▶ _Source material_:
— START —

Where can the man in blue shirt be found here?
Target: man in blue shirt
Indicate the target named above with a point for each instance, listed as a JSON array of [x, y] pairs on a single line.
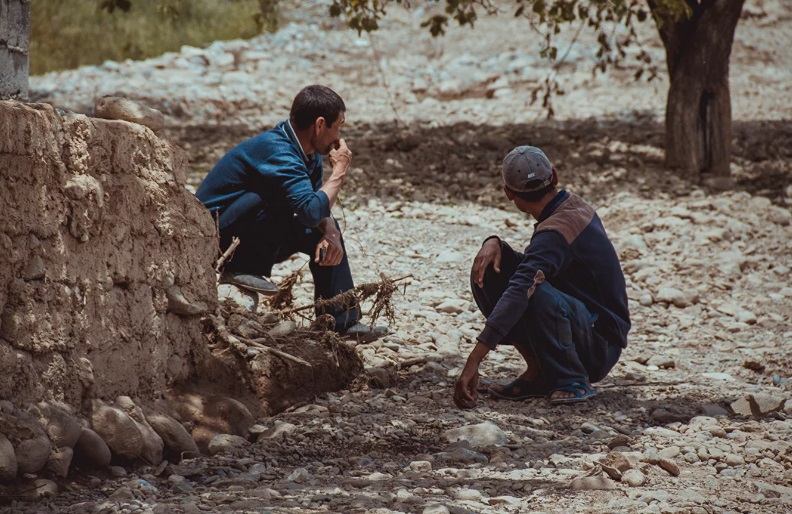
[[268, 192], [562, 302]]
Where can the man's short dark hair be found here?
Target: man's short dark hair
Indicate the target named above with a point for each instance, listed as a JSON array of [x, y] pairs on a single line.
[[314, 102], [534, 196]]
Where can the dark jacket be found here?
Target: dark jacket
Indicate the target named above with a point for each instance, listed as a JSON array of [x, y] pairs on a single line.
[[269, 173], [570, 250]]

— END —

▶ _Exercise prompt_:
Rewrite all of the records above, changing "blue shirt" to "striped shirt" wherever it appears and keeping everything else the same. Omit the pictures from your version.

▶ _Full response_:
Where can the man in striped shirt be found here?
Target: man in striped shirt
Indicate the target named above with a point for each instance, listed as a JSON array of [x, y] pairs on a single line.
[[268, 192], [562, 302]]
Where can the man's short dark hair be found here?
Target: man's short dark hair
Indicate the target named above with a point for each instance, listed as a JSON array of [x, y] pairs on a single line.
[[314, 102], [534, 196]]
Where can the dark jacket be found here?
Target: dark jacket
Indicate the target named above with a point for each instance, listed as a JSON array of [x, y] pairs on a single line.
[[269, 173], [570, 250]]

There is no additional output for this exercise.